SHORT EXERCISE:
Copy the lines from the one containing "# I need the bounding box for each glass lid" up to and including the one containing "[298,323,568,595]", changing "horse leg" to "pony leg" and keeping everything else the same.

(Some items)
——————

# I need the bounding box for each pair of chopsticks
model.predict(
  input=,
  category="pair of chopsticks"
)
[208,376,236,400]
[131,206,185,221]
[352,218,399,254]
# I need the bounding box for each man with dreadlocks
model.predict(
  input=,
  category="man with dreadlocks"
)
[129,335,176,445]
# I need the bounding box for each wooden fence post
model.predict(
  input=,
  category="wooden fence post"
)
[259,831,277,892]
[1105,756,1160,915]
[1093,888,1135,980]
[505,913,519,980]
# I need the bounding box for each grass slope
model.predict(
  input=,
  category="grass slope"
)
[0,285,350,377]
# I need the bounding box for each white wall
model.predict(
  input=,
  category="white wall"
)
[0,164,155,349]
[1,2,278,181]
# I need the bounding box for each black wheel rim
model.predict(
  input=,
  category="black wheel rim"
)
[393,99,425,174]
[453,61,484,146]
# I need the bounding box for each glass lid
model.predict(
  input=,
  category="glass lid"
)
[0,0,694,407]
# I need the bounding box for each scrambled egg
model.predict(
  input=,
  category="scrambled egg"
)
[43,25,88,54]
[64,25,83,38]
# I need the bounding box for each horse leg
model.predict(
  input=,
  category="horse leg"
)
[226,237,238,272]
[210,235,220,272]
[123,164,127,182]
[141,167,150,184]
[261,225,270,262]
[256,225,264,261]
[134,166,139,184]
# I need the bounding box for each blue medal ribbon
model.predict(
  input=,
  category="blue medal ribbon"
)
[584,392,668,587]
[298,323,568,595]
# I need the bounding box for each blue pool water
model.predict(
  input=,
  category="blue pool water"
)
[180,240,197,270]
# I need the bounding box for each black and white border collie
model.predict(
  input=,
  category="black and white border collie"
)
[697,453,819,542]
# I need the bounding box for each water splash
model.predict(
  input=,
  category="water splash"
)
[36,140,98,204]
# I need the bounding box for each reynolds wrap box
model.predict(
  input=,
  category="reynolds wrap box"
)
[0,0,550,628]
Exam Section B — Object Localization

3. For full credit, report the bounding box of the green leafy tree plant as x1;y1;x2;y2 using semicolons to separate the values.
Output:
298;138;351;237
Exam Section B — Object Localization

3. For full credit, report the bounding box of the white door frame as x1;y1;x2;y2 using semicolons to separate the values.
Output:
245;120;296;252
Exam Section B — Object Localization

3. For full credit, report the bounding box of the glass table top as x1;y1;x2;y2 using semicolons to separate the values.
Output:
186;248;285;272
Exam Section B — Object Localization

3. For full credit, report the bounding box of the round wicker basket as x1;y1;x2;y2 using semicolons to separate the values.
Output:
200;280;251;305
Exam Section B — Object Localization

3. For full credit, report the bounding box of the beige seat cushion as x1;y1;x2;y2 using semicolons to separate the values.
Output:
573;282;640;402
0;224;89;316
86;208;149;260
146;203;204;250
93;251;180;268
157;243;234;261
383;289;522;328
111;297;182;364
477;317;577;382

——————

RESPONSE TO THE EXERCISE:
# I need the bounding box for each glass lid
model.predict(
  input=,
  category="glass lid"
)
[0,0,694,407]
# I need the bounding box for each scrambled egg
model.predict(
  input=,
  category="scrambled egg"
)
[43,25,88,54]
[64,25,83,38]
# I need the bounding box for each pony leg
model.predict(
  input=,
  category="pony leg"
)
[226,237,238,272]
[210,235,220,272]
[123,164,127,182]
[141,167,150,184]
[261,225,270,262]
[256,225,264,261]
[134,166,139,184]
# I need the bounding box for each blue medal ribbon
model.predict(
  input=,
  category="blue medal ribbon"
)
[584,392,668,587]
[298,323,568,595]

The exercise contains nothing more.